## Exercise directions
Rewrite the records below as a numbered list, from the start of the records up to and including the line with "point(1144, 457)". Skip any blank lines, and leave the pictures out.

## Items
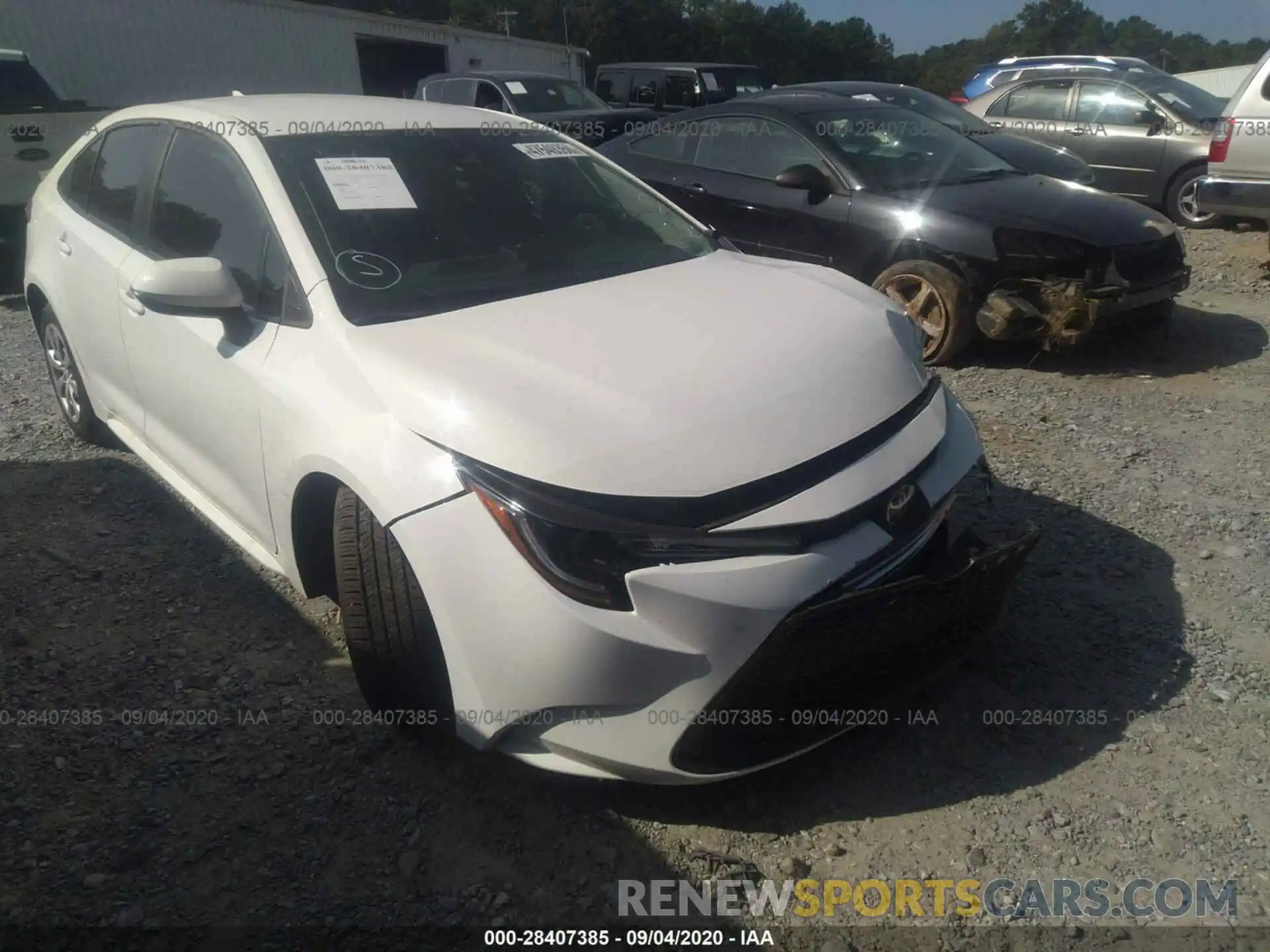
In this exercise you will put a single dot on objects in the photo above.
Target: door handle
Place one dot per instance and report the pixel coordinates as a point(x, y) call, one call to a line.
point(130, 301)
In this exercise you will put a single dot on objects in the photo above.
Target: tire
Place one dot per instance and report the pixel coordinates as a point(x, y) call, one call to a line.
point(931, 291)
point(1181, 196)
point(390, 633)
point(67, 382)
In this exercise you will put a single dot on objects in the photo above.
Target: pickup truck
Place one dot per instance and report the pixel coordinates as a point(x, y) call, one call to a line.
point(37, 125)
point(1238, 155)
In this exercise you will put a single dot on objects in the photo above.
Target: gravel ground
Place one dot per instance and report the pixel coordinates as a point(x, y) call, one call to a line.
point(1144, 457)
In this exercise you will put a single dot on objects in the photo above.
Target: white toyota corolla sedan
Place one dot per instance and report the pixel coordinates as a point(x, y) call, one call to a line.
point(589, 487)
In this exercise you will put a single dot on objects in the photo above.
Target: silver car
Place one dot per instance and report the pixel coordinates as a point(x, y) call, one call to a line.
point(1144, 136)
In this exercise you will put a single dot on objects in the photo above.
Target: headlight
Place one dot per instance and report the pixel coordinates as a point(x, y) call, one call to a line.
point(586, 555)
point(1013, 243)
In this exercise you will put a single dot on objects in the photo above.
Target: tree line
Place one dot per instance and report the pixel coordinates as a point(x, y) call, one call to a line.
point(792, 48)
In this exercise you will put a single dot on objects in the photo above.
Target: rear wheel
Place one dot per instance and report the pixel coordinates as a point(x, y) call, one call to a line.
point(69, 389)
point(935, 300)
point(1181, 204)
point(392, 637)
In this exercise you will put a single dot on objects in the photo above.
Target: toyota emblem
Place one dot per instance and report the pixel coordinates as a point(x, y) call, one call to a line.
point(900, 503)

## Correct output
1. In this exercise you will put a single dot on objects in the photo above.
2. Target: door handle
3. Place one dot per instance and report the pixel coordinates as a point(x, y) call, one call to a line.
4. point(130, 301)
5. In this exercise you will put a single dot on objects in the photo above.
6. Target: tire
7. Place one dot per instance and report the pixel coordinates as a point(x, y) call, one call to a line.
8. point(931, 291)
9. point(1181, 196)
10. point(390, 633)
11. point(67, 382)
12. In this exercise you will put a single dot on objects in the photo above.
13. Target: pickup truck
14. Place one dot per instance and report the pixel coordinates as a point(x, y) call, one call to a line.
15. point(37, 125)
16. point(1238, 155)
17. In this exercise you will put a single dot on objects in the photo above.
18. Target: gravel ground
19. Place one dot per instance and report the pixel coordinates as a point(x, y) call, one call to a line.
20. point(1144, 457)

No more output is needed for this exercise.